Your objective:
In the text below about Kiril Domuschiev, which institution granted the loan for the two new Biovet production sites?

Source extract:
Kiril Domuschiev started construction of two new production sites of Biovet for veterinary products in Razgrad and Peshtera. The project was funded with Euro 100 million under the Juncker Plan, which is the largest investment under the program to date. The loan was granted by the European Investment Bank. The contract was signed in January 2018 in Sofia by Kiril Domuschiev, EU Jobs, Growth, Investment and Competitiveness Commissioner Jyrki Katainen and the Minister of Agriculture Rumen Porozhanov, in the presence of President of the European Commission Jean-Claude Juncker and the Bulgarian Prime Minister Boyko Borisov.

In October 2018, at a meeting of the Board of Trustees of the Technical University-Sofia, Kiril Domuschiev was elected a member of the Board of Trustees. The Board includes the best graduates of the university, distinguished experts in their field and well-known public figures with an active position and authority in society. The Board is an active partner of the university in the implementation of effective and transparent governance and the provision of quality education.

In October 2018, Domuschiev's company Huvepharma received the Business of the Year Award for its contribution to the economic development of the City of St. Louis, Missouri, US. The award was presented at a ceremony by the Mayor of St. Louis in the presence of over 1,250 business guests from St. Louis and the state.

In April 2019 Advance Properties acquired Nova Broadcasting Group – the largest media group in Bulgaria. Its portfolio includes 7 television channels, including the leading Bulgarian polythematic channel Nova Television, Nova News radio, print media and the film distribution company LENTA. Nova Broadcasting Group's portfolio also includes numerous digital media and platforms, including the largest Bulgarian online mail service Abv.bg, the leading news portals Nova.bg, Vesti.bg, Dariknews.bg, as well as the sports portal Gong.bg. Nova Broadcasting Group is the largest online market player in the country, reaching about 75% of Internet users in Bulgaria.

In January 2021 Advance Media Group successfully sold Nova Broadcasting Group to United Group. Under Advance Media Group, in the period from April 2019 to January 2021 Nova Broadcasting Group proved its leading position as the largest media group and increased its portfolio to 10 television channels, the biggest Bulgarian online platform Netinfo reaching up to 80% of Bulgarian Internet users monthly, as well as 4 radio stations.

On 19 June 2019, Kiril Domuschiev was presented an honorary citizenship of the US state of Nebraska. The recognition is bestowed by the state's government for the investments made and the jobs created by Kiril Domuschiev. The certificate and the gold seal of the state were presented to Kiril Domuschiev by the Secretary of State of Nebraska – Robert Evnen – during his visit to Sofia. Kiril Domuschiev is the largest Bulgarian investor in the state of Nebraska and in the US. He has manufacturing plants in 5 American states, with investments in Missouri, North Carolina, Arkansas and Colorado, in addition to Nebraska.

On January 20, 2020, Kiril Domuschiev was awarded with the "Winner’s Wreath" by the Sports Minister Krasen Kralev during a ceremony at the "Champion's Night". "Winner's Wreath" is the highest state honors in sports and is given to individuals with great contribution to Bulgarian sport.

(Extracted data entries)
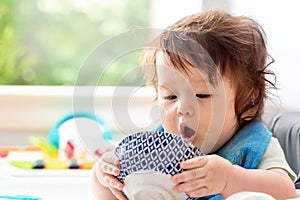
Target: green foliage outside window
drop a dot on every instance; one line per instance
(44, 42)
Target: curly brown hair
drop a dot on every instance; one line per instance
(218, 42)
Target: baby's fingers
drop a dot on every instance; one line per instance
(113, 182)
(109, 164)
(119, 194)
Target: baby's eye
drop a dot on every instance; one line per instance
(203, 96)
(170, 97)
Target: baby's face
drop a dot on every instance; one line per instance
(194, 109)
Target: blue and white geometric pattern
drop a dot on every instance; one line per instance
(154, 150)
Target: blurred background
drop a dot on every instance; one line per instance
(45, 42)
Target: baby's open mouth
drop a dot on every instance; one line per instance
(187, 132)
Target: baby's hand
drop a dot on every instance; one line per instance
(106, 170)
(203, 176)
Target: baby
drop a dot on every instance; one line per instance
(209, 71)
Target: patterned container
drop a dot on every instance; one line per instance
(154, 151)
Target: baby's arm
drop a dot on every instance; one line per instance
(275, 182)
(213, 174)
(105, 185)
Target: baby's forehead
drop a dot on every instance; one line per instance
(185, 68)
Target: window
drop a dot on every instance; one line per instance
(46, 42)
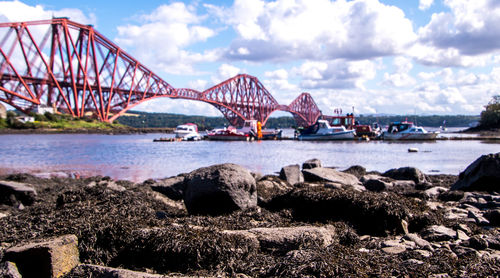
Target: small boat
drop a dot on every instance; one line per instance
(407, 131)
(251, 127)
(227, 134)
(187, 132)
(322, 130)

Answer to this exercise:
The European Investment Bank